**Your instructions:** Count the lines in the records below that contain the word "tree". Reply with only that number.

**Records:**

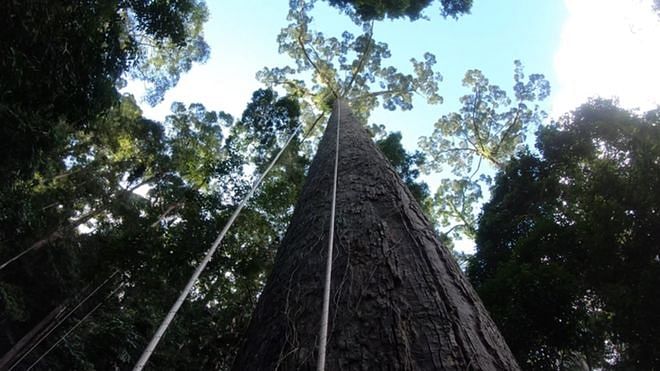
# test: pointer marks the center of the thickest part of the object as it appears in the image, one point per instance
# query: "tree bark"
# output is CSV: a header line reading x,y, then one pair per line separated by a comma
x,y
398,299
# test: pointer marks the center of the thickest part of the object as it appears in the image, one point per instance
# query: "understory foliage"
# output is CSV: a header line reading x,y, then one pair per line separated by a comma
x,y
108,213
568,248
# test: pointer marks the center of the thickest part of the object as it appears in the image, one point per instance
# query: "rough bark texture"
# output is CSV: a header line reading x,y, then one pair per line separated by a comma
x,y
398,299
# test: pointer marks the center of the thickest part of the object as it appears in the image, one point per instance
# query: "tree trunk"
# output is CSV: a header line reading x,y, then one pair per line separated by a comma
x,y
398,299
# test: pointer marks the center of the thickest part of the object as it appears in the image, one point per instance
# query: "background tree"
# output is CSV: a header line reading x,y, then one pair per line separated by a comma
x,y
398,299
567,249
379,9
480,137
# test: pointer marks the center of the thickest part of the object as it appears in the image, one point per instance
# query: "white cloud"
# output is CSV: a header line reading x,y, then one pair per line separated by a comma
x,y
608,48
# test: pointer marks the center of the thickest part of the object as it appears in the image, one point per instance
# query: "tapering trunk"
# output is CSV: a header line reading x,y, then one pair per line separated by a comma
x,y
398,299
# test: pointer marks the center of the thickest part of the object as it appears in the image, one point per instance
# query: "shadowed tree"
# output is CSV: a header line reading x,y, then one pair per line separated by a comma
x,y
398,299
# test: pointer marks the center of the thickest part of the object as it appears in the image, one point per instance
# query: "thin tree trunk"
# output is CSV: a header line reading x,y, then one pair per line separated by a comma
x,y
398,299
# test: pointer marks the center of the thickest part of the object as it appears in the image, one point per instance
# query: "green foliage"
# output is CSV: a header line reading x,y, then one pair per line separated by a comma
x,y
567,257
347,66
379,9
483,134
64,61
406,165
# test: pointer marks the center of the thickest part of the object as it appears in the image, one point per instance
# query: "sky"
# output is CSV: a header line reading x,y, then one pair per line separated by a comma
x,y
585,48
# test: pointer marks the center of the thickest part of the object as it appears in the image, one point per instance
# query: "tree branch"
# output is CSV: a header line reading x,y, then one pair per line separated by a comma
x,y
362,60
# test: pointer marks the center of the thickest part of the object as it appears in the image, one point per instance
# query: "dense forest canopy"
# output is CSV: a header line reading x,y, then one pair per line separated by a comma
x,y
105,213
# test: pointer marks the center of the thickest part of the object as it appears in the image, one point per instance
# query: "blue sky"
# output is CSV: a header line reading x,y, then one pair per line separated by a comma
x,y
584,48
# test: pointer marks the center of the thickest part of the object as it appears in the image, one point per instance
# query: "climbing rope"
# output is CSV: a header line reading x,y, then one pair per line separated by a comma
x,y
323,335
209,254
74,327
33,347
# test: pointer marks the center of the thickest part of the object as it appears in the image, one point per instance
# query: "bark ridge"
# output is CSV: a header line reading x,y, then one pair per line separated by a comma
x,y
398,299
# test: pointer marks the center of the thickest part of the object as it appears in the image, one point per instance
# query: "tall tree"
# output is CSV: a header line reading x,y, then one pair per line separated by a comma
x,y
568,247
379,9
399,300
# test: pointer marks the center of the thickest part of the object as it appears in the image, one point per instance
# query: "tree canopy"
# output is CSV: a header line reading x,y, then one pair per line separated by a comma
x,y
379,9
568,246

**Final result:** 8